*Problem 1*
Locate each row below that contains the word "wooden" and copy every such row.

The russian weapon-technican and enginier Mikhail Merkulov began at the start of the 60's his work at the Institut of Hydrodynamics (NII-24) in Kiev. Financed from Moskow he should develop a new submarine-weapon. The project was strong secret but there where rumours about this also in Washington. But there the expert where not interested: They where shure that such a project would have no success at almost all certainties.

For almost twenty years Merkulov and his colleagues worked on the construction on the new weapon. [....] At the end of the 70s he could show the party leadership a prototype [...] If official statments can be believed, the western secret services had no idea, how successfully the scientists in Kiev had worked as the existence of 'Shkval' came to known after the end of the Soviet Union. A commercial video is showing the new torpedo in action.... [....].

.... A group of German scientist and enginiers know this video, but they don't share the astonishment. They tinker for some long time now on a likewise technology. Not only the Soviet Union, but also the West has a long and changing history of research in supercavitation. Even to the time of the second world war there where the first theroretical and experimental thoughts about using the phenomenon of cavitation for underwater-weapons. Also after the war there was intensive research in Germany, Italy, Great Britain and USA and there where even all in all 15 patents reported internationaly. But in the 60's technical (un)possibilities was still to high and so the Pentagon decided for other technologies. Research in Supercavitation got on the side for some time. As the us-scientist Leonard Greiner published a collected work of all scientific articles about the topic in 1967 nobody cared in Washington. Behind the 'Iron Curtain' things where different. In the middle of the Cold War the book found its way over some shadowy paths to Institut for Hydrodynamics in Kiev. The collected and perfect documented research results convinced the scientist there to be on the right path. This at least is what the the american business-man Edmond Pope wants to have found out. Pope was a former member of the secret service of the navy. In the year 2000 he had tried in Russia without success to get his hands on the blueprints of the "Shkval". He was detected and instantly arrested and convicted because of espionage in Moskow - but surprisingly amnestied shortly afterwards. "Severally russian scientist with whom I have spoken", he says today, "had copies of the book. They called it their bible during the research and development of new torpedos."

Stored items from a collection

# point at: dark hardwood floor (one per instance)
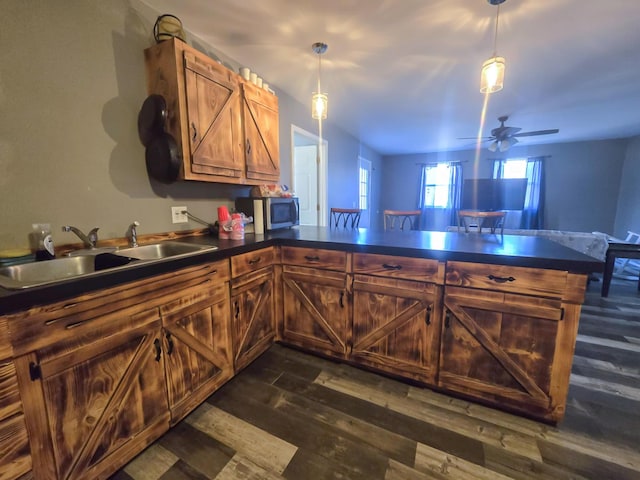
(295, 416)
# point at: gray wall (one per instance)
(71, 86)
(583, 181)
(628, 213)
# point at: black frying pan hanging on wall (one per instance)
(163, 158)
(151, 118)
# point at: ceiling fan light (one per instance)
(319, 106)
(492, 76)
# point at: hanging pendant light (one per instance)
(319, 101)
(492, 76)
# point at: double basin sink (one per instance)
(90, 262)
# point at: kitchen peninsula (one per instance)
(492, 318)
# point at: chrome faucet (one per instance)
(133, 234)
(89, 240)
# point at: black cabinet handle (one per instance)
(156, 345)
(169, 343)
(500, 279)
(392, 267)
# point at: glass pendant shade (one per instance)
(319, 106)
(492, 76)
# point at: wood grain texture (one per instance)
(313, 404)
(260, 123)
(396, 326)
(315, 257)
(316, 310)
(531, 281)
(253, 312)
(421, 269)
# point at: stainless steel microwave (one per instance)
(270, 213)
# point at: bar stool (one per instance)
(350, 216)
(402, 217)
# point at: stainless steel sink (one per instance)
(42, 273)
(158, 251)
(35, 274)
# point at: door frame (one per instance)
(312, 139)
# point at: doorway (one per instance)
(309, 176)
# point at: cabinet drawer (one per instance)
(249, 262)
(315, 257)
(422, 269)
(504, 278)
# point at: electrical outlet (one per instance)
(177, 216)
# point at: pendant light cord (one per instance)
(495, 37)
(319, 71)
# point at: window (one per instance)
(514, 168)
(437, 186)
(364, 191)
(365, 168)
(532, 169)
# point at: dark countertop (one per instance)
(512, 250)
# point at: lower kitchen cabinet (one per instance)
(396, 314)
(98, 373)
(15, 457)
(506, 348)
(252, 305)
(197, 341)
(316, 310)
(396, 326)
(90, 408)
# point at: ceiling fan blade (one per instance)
(537, 132)
(510, 131)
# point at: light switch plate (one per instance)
(177, 216)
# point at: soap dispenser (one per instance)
(42, 241)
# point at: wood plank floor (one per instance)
(295, 416)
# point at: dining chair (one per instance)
(343, 217)
(402, 218)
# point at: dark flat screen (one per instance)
(490, 194)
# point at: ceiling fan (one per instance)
(503, 137)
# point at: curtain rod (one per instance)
(516, 158)
(452, 162)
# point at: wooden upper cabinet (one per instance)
(226, 128)
(260, 121)
(213, 112)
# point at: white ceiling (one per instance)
(404, 75)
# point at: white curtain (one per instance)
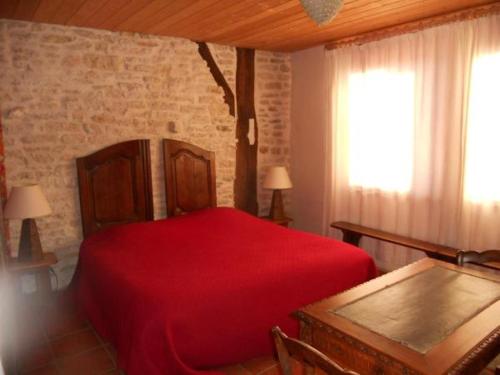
(415, 137)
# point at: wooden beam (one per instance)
(205, 53)
(414, 26)
(245, 184)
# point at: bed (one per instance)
(202, 288)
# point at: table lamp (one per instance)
(27, 203)
(277, 179)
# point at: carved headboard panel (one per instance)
(115, 186)
(189, 177)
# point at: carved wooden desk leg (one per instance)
(351, 237)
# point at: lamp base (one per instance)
(277, 212)
(30, 247)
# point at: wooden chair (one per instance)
(477, 257)
(311, 357)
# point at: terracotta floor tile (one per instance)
(64, 324)
(29, 330)
(74, 343)
(258, 365)
(33, 357)
(46, 370)
(93, 362)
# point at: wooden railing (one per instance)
(352, 234)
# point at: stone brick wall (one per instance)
(273, 87)
(66, 92)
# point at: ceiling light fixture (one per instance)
(322, 11)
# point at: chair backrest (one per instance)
(287, 347)
(477, 257)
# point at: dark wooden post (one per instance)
(245, 185)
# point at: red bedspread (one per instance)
(181, 295)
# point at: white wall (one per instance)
(309, 120)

*Problem 2*
In the passage on the Shkval torpedo, switch "prototype" to "working model" and give the part from "For almost twenty" up to and including "in action.... [....]." again.

*Exercise response 1*
# point at: wooden upper cabinet (one per instance)
# point at: wooden beam (one per instance)
# point at: carved wooden desk leg (one per instance)
# point at: wooden chair (one per instance)
# point at: wooden railing (one per instance)
# point at: dark wooden post (one per instance)

*Exercise response 2*
For almost twenty years Merkulov and his colleagues worked on the construction on the new weapon. [....] At the end of the 70s he could show the party leadership a working model [...] If official statments can be believed, the western secret services had no idea, how successfully the scientists in Kiev had worked as the existence of 'Shkval' came to known after the end of the Soviet Union. A commercial video is showing the new torpedo in action.... [....].